* Extracted text:
┄┄┄┄┄┄┄┄┄┄
DNA extraction and exome sequencing

The overall methodology was as previously described52,53,54. Briefly, DNA was extracted from the two distant fragments of frozen tissues, neurosphere cultures (spheres) and peripheral blood lymphocytes using the QIAamp DNA Mini Kit (Qiagen) for seven patients with GBM. When little material was available (<0.5 μg), Whole genome amplification was performed using REPLI-g Mini Kit (Qiagen). Exome capture was conducted using the SureSelect Human Exon v3 50 Mb (Agilent Technologies) reagents and sequencing was performed on Illumina HiSeq2000 instrument (Illumina) with paired-end 105 nt reads. Burrows–Wheeler Aligner (BWA) software55 was used to align the sequence reads to the human reference genome (NCBI build GRCh37/hg19). SAMtools56 was used to remove polymerase chain reaction (PCR) duplicates and to call single-nucleotide variants (SNV). Detection of small insertions and deletions (smINDEL) was conducted with Pindel 0.2.2 software57. The average sequencing coverage was 155 × per DNA sample (Supplementary Table 2). The search for somatic mutations was restricted to the regions covered at least 20-fold in both the normal and tumour samples.

Calling of SNVs

The initial list of SNVs was filtered against the common (>1%) germline polymorphisms present in the dbSNP137 and 1,000 genomes databases. SNVs present in the normal tissue sample from the same patient at a frequency of >1% were also filtered out. In contrast to the SNVs, smINDELs were called with lower accuracy and, therefore, we report only those smINDELs that were validated by Sanger sequencing. For both SNVs and smINDELs, we focused on the mutations that map to the protein coding sequences and to splice sites, as the untranslated exonic regions were less well covered by the commercially available exome capture reagents used in this study (Supplementary Data 2).

Calling of LOHs and focal amplifications

Two sources of information from exome sequencing were used to estimate the somatic copy number alterations: (i) the fractions of reads with the heterozygous germline variants; and (ii) the ratios of the coverage of the tumour sample and the corresponding normal DNA. An in-house hidden Markov models based algorithm was used to predict the regions of FAs taking into account both sources of data. FAs were confirmed with quantitative PCR (Supplementary Fig. 5). Primers for quantitative PCR are reported in the Supplementary Table 3.
┄┄┄┄┄┄┄┄┄┄
* What to do:
- 1) In the exome sequencing methods text, which software was used to detect small insertions and deletions?
- 2) Write the next part of the exome sequencing methods text, starting after its final sentence.
The items have nothing to do with the exome sequencing methods text.
┄┄┄┄┄┄┄┄┄┄
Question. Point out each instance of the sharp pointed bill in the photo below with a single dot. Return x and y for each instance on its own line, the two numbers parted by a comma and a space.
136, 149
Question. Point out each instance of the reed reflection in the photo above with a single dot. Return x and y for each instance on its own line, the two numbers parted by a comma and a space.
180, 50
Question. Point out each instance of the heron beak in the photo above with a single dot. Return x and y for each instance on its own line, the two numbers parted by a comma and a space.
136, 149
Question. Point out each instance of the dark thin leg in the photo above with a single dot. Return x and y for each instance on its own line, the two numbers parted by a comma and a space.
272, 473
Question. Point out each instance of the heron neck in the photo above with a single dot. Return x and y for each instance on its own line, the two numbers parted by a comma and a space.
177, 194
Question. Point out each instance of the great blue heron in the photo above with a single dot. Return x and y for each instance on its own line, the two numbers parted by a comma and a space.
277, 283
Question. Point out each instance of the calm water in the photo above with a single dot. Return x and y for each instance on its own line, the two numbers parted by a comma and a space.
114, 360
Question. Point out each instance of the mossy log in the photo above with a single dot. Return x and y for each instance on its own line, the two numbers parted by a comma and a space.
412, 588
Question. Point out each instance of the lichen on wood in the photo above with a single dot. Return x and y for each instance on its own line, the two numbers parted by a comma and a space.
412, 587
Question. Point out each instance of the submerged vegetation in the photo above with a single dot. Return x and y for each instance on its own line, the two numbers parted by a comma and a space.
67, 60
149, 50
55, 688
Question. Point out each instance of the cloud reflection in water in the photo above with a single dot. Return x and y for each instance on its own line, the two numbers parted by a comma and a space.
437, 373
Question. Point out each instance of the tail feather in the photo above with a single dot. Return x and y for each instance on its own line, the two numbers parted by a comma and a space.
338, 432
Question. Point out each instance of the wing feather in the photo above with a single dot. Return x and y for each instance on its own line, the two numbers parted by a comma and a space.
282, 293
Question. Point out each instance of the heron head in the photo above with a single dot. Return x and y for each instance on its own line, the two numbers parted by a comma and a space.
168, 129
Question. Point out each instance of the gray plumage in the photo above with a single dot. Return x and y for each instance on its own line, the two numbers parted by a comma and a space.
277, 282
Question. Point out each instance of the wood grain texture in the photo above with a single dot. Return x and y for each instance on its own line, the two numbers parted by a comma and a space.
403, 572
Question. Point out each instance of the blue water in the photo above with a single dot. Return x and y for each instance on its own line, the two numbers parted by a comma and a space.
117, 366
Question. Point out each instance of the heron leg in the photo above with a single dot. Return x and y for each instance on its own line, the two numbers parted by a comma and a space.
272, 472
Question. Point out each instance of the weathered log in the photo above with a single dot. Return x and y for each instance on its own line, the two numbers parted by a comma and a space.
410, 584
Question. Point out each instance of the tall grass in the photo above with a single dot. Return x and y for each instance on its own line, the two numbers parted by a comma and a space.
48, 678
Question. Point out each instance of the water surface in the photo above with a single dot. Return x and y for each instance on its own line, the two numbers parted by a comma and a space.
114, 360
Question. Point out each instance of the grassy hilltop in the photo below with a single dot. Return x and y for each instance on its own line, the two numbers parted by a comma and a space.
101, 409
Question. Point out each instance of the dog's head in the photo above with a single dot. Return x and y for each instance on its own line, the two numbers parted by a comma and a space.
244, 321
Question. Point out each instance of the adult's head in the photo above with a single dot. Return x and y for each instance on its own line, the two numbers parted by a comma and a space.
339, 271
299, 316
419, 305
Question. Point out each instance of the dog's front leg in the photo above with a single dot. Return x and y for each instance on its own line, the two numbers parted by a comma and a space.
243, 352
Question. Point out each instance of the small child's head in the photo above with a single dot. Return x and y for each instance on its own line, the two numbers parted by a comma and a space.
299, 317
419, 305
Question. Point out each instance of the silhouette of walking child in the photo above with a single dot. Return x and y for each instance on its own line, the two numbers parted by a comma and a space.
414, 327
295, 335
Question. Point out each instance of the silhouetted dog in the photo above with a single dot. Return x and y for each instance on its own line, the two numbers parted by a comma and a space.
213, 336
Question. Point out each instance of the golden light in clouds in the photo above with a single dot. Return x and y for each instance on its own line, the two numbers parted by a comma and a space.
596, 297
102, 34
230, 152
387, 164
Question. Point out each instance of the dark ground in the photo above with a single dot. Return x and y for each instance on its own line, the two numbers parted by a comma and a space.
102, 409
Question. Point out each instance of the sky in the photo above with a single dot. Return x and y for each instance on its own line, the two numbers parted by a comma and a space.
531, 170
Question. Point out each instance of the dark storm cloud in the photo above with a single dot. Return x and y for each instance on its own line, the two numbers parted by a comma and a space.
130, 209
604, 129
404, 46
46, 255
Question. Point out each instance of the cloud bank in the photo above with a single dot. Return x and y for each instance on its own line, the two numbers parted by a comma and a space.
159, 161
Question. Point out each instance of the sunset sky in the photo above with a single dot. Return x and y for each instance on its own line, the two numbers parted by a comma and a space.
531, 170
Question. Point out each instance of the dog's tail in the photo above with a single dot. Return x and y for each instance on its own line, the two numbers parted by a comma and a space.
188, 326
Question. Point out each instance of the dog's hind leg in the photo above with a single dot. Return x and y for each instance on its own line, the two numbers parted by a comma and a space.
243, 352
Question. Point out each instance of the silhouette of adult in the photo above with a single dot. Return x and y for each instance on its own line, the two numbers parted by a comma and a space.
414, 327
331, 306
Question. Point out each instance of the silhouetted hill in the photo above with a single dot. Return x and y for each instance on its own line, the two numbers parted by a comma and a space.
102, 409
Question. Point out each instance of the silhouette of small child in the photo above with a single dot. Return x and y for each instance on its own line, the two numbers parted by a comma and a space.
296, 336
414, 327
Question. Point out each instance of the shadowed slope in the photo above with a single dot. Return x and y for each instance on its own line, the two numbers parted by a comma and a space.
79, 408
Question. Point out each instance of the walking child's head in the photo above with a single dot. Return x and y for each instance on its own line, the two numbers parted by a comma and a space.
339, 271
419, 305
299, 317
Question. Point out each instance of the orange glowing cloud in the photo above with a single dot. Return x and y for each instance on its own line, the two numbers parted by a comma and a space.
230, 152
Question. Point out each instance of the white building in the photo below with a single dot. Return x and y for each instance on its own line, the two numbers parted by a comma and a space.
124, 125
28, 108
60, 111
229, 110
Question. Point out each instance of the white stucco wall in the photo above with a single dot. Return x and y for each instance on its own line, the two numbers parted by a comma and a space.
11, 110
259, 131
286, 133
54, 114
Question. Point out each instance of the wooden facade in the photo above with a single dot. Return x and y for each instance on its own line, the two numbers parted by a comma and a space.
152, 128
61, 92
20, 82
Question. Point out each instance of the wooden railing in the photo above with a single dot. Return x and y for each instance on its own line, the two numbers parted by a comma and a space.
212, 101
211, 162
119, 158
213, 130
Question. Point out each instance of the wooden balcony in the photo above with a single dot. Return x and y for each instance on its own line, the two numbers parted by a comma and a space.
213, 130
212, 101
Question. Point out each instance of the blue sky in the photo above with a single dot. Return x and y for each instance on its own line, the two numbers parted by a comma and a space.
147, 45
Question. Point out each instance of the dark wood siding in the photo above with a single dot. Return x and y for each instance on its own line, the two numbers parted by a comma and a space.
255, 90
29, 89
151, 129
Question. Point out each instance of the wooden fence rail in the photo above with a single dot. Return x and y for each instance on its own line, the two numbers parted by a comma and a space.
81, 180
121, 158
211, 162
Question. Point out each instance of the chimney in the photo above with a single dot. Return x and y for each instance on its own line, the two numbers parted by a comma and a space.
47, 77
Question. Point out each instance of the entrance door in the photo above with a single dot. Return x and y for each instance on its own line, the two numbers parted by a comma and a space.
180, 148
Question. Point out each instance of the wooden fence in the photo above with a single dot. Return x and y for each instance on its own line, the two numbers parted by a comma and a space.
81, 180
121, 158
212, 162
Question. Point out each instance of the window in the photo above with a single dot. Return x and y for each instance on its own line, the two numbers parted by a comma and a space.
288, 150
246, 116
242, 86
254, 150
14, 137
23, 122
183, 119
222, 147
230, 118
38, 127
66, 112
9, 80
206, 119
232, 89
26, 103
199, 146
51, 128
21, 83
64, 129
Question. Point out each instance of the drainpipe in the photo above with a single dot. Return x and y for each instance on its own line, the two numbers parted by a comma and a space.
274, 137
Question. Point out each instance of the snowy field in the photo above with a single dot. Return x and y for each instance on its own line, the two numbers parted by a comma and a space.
┄┄┄┄┄┄┄┄┄┄
* Your written answers:
- 1) Pindel 0.2.2

- 2)
FISH analysis

Genes amplifications were investigated by FISH analysis using the LSI EGFR Spectrum Orange/CEP7 Spectrum Green probe (Vysis, Abbott Laboratories, IL, USA) and the BAC probe RP11-231c18 directed against PDGFRA (chr4:55,127,335-55,259,498; hg19, spectrum green) and the control probe dj963K6 (4qter, spectrum red).

The FISH signals for each locus-specific FISH probe were assessed under an Zeiss Axioscop microscope (Zeiss) equipped with specific filters (DAPI/Green/Red). DAPI II (4,6-diamino-2-phenyindole-2-hydrochloride) was used for chromatin counterstaining.

TCGA data analysis

The tumours for which exome-sequencing and CNV data were publicly available in TCGA10 were analysed in this study (Supplementary Table 1). When several kinds of SNV analyses were available for the same tumours, we selected those which covered the largest number of samples. We selected amplifications of more than 4-fold and length less than 6 Mb31.

The Fisher exact test was applied for statistical assessment of non-random co-localisation of FAs and point mutations.

Additional information

Accession codes: Sequence data for exome-sequencing of primary tumour fragments, matched blood samples and derived gliomaspheres have been deposited in GenBank/EMBL/DDBJ under the accession code PRJNA263837.

How to cite this article: Nikolaev, S. et al. Extrachromosomal driver mutations in glioblastoma and low grade glioma. Nat. Commun. 5:5690 doi: 10.1038/ncomms6690 (2014).